On January 7, the White House issued a presidential memorandum announcing that the US will quit 31 UN bodies, among them the UN Framework Convention on Climate Change (UNFCCC). It will also leave 35 other international organisations – many of them environmental – including the Intergovernmental Panel on Climate Change (IPCC), the most authoritative global voice on climate science.

While the Trump administration already gave notice nearly a year ago that the US would quit the Paris Agreement, under which countries agreed to limit global warming to “well below” 2 degrees Celsius, it did not at that time attempt to leave the UNFCCC. The climate convention, adopted in 1992, is the bedrock of the world’s efforts to curb climate change and tackle its impacts.

The US has already ceased all funding to the UNFCCC, and would be the only nation to formally exit the convention. After officially notifying the UN of its decision, the withdrawal will take effect after a period of one year.

****************

| What the task asks |
Reproduce the excerpt above on the US withdrawal from UN climate bodies in full, word for word. The data comes from a separate source unrelated to the text.

****************

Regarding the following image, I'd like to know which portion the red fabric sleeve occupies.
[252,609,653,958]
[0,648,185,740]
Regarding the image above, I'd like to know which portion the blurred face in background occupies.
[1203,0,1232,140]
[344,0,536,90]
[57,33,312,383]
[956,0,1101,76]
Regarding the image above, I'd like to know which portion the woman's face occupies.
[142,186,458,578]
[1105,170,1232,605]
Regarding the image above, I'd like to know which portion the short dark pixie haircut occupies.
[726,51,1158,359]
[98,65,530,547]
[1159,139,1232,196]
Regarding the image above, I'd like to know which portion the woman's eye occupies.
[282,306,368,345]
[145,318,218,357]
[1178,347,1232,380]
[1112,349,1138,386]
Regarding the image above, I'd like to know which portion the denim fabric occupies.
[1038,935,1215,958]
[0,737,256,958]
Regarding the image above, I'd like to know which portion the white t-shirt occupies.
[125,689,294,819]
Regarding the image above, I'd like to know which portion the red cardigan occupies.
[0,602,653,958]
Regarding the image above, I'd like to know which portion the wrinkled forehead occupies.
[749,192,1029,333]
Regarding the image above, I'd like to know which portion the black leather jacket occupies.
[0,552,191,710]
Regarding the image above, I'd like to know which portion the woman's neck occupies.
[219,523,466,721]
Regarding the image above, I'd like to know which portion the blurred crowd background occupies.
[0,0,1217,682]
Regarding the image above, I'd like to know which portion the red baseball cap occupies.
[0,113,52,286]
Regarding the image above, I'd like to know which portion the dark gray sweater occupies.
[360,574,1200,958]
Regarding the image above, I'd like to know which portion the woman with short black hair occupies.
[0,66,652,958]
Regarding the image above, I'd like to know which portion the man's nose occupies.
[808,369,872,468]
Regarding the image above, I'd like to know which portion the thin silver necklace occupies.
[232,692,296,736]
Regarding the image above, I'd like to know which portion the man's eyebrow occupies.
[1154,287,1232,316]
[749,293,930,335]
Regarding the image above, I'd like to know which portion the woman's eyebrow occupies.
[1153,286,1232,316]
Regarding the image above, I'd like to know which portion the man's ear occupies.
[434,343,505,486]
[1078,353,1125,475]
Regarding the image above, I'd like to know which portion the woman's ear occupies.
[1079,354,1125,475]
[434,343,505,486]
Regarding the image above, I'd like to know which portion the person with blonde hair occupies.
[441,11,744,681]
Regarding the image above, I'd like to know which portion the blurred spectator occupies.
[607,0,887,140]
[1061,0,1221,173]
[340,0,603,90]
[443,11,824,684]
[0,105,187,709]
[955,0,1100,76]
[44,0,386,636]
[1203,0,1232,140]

****************

| Task output |
On January 7, the White House issued a presidential memorandum announcing that the US will quit 31 UN bodies, among them the UN Framework Convention on Climate Change (UNFCCC). It will also leave 35 other international organisations – many of them environmental – including the Intergovernmental Panel on Climate Change (IPCC), the most authoritative global voice on climate science.

While the Trump administration already gave notice nearly a year ago that the US would quit the Paris Agreement, under which countries agreed to limit global warming to “well below” 2 degrees Celsius, it did not at that time attempt to leave the UNFCCC. The climate convention, adopted in 1992, is the bedrock of the world’s efforts to curb climate change and tackle its impacts.

The US has already ceased all funding to the UNFCCC, and would be the only nation to formally exit the convention. After officially notifying the UN of its decision, the withdrawal will take effect after a period of one year.